▶ Written problem:
Can you transcribe the data exactly? Leave the pictures out.

▶ Exercise input:
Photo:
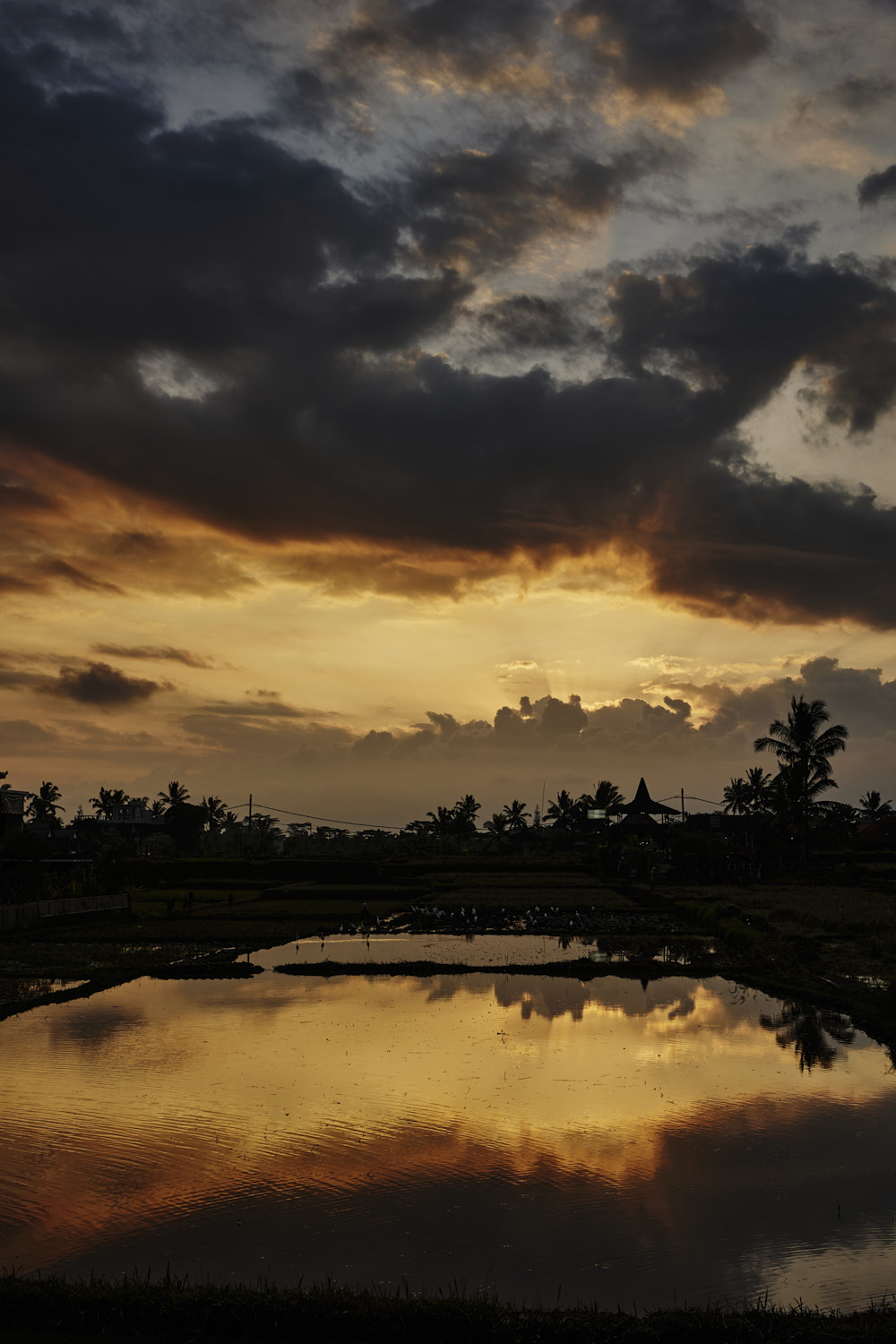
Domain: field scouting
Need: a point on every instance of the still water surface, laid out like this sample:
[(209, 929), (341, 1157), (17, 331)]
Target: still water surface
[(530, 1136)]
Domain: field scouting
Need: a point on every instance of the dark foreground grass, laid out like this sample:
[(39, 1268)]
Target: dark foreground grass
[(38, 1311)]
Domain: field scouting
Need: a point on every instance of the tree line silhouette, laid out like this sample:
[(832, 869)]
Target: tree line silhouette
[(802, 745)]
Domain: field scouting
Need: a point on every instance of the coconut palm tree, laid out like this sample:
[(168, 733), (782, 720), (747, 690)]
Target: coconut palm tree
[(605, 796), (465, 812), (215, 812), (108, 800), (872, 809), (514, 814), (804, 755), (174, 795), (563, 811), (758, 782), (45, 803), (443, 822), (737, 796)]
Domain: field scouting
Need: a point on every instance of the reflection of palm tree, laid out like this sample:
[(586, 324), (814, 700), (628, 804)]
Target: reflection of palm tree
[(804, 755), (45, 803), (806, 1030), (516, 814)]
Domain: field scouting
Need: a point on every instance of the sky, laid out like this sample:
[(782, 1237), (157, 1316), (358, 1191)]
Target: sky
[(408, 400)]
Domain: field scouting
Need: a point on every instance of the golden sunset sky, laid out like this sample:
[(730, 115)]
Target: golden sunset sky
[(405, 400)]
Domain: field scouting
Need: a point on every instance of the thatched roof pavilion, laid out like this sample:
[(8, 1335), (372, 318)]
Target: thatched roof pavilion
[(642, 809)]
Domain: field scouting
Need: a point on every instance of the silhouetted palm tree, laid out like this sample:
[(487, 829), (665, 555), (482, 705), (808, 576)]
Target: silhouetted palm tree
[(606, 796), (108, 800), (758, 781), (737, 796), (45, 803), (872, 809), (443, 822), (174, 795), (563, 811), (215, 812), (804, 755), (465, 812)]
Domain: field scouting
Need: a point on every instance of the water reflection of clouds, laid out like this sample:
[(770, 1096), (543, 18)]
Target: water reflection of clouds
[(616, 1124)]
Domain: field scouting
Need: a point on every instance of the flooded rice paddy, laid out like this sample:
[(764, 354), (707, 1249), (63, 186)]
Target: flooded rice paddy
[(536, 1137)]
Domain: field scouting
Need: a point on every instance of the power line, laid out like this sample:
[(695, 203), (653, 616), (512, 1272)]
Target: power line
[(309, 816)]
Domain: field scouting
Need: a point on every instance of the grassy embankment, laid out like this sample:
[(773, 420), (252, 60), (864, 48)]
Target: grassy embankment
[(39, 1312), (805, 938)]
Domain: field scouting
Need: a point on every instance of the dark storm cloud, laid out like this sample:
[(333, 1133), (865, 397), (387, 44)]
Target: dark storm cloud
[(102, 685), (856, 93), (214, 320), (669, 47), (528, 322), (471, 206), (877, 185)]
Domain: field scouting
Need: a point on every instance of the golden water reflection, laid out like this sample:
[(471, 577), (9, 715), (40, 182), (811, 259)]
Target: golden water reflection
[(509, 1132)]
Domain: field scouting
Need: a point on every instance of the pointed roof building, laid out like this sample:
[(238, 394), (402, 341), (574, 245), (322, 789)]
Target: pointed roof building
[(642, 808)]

▶ Worked solution:
Photo:
Domain: field scouting
Need: a point on every instance of the still water surface, laid out like this sample:
[(209, 929), (341, 1157), (17, 331)]
Target: still water surface
[(530, 1136)]
Domain: field scouting
Need: a point on every instance of the dark foreground grass, laid out like this sample:
[(39, 1268)]
Target: dark foreground grass
[(38, 1311)]
Domain: field scouting
Need: a point on every instance of the tree line silhouette, laid out like this sample:
[(832, 869)]
Target: tree line silhouette
[(802, 745)]
Domain: field scouting
Need: a point on every instance of the coconut palm tree, laid out like this sample:
[(168, 733), (782, 720), (747, 690)]
Target: coconut palm tree
[(605, 796), (465, 812), (215, 812), (108, 800), (872, 809), (514, 814), (804, 755), (174, 795), (563, 811), (758, 782), (45, 803), (443, 822), (737, 796)]
Domain: field scouting
Need: a point on every instance of the reflection of palm tree, laid out like this sample:
[(586, 324), (814, 700), (628, 804)]
Target: reflection of palm tree
[(804, 755), (45, 803), (806, 1030), (516, 814)]
Domain: field scouting
Need: a point on every instance of the sky, laid out like this sample:
[(782, 1237), (157, 1316), (358, 1191)]
Target: sky
[(408, 400)]
Domain: field scouting
Need: a point on every instance of the golden sunset sky, laid out like this sample:
[(730, 115)]
Target: golden sunset sky
[(405, 400)]
Domain: field scouting
Need: a point on every instance of the thatched roof pavilion, laid out like this sample:
[(8, 1335), (372, 318)]
Target: thatched roof pavilion
[(642, 809)]
Domain: field scouting
Need: a point on every instance of the silhouetted palm tree, laid out like this sample:
[(487, 829), (665, 555), (482, 705), (808, 576)]
Target: silhouetted palm tree
[(606, 796), (108, 800), (758, 781), (737, 796), (45, 803), (872, 809), (443, 822), (174, 795), (563, 811), (215, 812), (804, 755), (465, 812)]
Domain: field scouting
Need: a point on every instance of the water reflection of clouds, laid out like this sample:
[(770, 1096), (543, 18)]
Target: water reflection of clouds
[(616, 1124)]
Domain: field scouting
Need: a point on every instance of the flooded rice paddy, laid out like this sample:
[(764, 354), (707, 1249), (63, 186)]
Target: flooded rice paddy
[(536, 1137)]
Domain: field scouting
Need: a point on every instance of the power line, laid out like this sample:
[(695, 203), (653, 616), (512, 1272)]
Target: power line
[(309, 816)]
Domain: field scouting
Need: a point on every instance of the grassy embankment, laid out like this sample:
[(773, 420), (252, 60), (864, 48)]
Target: grassy embankment
[(39, 1312), (805, 938)]
Domain: field scouting
Need: a point on every instance of the dark storm cloud, laid out like this sample:
[(333, 1133), (865, 397), (387, 44)]
Target: dark storm cloud
[(102, 685), (856, 93), (214, 320), (669, 47), (528, 322), (471, 206), (877, 185)]
Domain: field scouting
Need: a point on every instance of the golden water reflection, laid out like this sample:
[(471, 577), (9, 715), (40, 182), (811, 259)]
Target: golden water reflection
[(509, 1132)]
Domain: field scouting
Need: a point on every instance of the pointed roof building, laid out like this sample:
[(238, 394), (402, 341), (574, 245), (322, 789)]
Target: pointed roof building
[(642, 808)]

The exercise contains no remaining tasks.